DIRECTIONS FOR THIS TASK: Pictures stay out; everything else in the records below gets copied exactly.

DATA PROVIDED:
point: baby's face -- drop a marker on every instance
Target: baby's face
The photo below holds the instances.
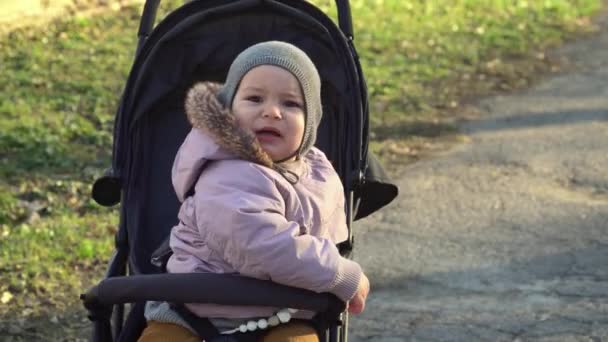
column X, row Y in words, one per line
column 269, row 103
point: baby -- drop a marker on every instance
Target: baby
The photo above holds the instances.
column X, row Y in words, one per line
column 266, row 203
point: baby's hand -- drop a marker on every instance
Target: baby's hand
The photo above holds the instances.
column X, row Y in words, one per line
column 357, row 304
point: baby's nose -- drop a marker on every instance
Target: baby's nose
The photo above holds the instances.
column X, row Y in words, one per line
column 272, row 111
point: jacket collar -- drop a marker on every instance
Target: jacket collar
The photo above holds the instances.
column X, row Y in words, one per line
column 205, row 112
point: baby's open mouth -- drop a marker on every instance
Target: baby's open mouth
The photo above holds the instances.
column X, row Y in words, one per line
column 268, row 132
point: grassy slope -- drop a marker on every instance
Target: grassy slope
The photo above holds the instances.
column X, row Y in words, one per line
column 59, row 86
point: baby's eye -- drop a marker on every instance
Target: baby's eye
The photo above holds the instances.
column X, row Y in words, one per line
column 254, row 98
column 293, row 104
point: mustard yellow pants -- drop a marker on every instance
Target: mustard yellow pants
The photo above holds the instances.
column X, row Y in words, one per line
column 167, row 332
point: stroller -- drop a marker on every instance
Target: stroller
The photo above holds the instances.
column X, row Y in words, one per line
column 197, row 42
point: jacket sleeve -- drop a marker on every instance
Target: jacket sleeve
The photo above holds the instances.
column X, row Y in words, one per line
column 243, row 220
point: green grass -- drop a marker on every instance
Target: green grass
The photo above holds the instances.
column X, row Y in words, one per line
column 60, row 84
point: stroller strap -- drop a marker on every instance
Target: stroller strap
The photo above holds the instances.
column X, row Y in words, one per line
column 208, row 332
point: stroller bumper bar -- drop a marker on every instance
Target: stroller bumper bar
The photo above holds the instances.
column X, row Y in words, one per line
column 203, row 288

OUTPUT OF THE EXERCISE:
point: baby's face -- drop a marker on every instance
Target: baby's face
The photo below holds the instances.
column X, row Y in words, one per line
column 269, row 103
point: baby -- drop a marker on every instance
Target: baby
The photo above holds the instances.
column X, row Y in words, one per line
column 266, row 203
point: baby's hand -- drop a marker on every instance
Target: baby's hand
The photo above holds the instances.
column X, row Y in words, one per line
column 357, row 304
point: baby's nose -- drop a marker on every instance
Target: baby's nose
The photo above holds the instances.
column X, row Y in words, one per line
column 272, row 111
point: jacket collar -- drop a marker on every instance
Target: jacket collar
The photo above holds the instances.
column X, row Y in words, one per line
column 205, row 112
point: baby's open mouth -- drop a marker on every instance
Target: baby's open mouth
The photo above holds the instances.
column X, row Y in words, one per line
column 268, row 132
point: grassy slope -- drop a marker on every instance
Target: grassy slope
The photo above holds the instances.
column X, row Y in words, one per line
column 59, row 86
point: baby's eye -- drop a marker on every instance
Target: baby's eye
The photo above holds the instances.
column X, row Y in words, one per line
column 254, row 98
column 293, row 104
point: mustard yellow pants -- drop a marker on every instance
Target: mustard yellow pants
The photo above holds the instances.
column X, row Y in words, one per line
column 167, row 332
point: stroller -- drop a marker on every instance
Target: stroller
The photo above holds the instances.
column X, row Y in words, one per line
column 197, row 42
point: jacket sleeve -- drop a marker on every instance
Target: jacket sleeve
The photo above holds the instances.
column X, row Y in words, one per line
column 243, row 220
point: green grass -- drop a marker on every instance
Target: green grass
The photo above holds the instances.
column X, row Y in words, one per line
column 60, row 84
point: stroller strap -- drop a marker on every instance
Target: stroller strap
The photo above holds the instances.
column X, row Y in words, one per line
column 208, row 332
point: stroller bumper bar -- drop a marker on every instance
Target: stroller bumper bar
The photo above holds the instances.
column X, row Y in words, one per line
column 203, row 288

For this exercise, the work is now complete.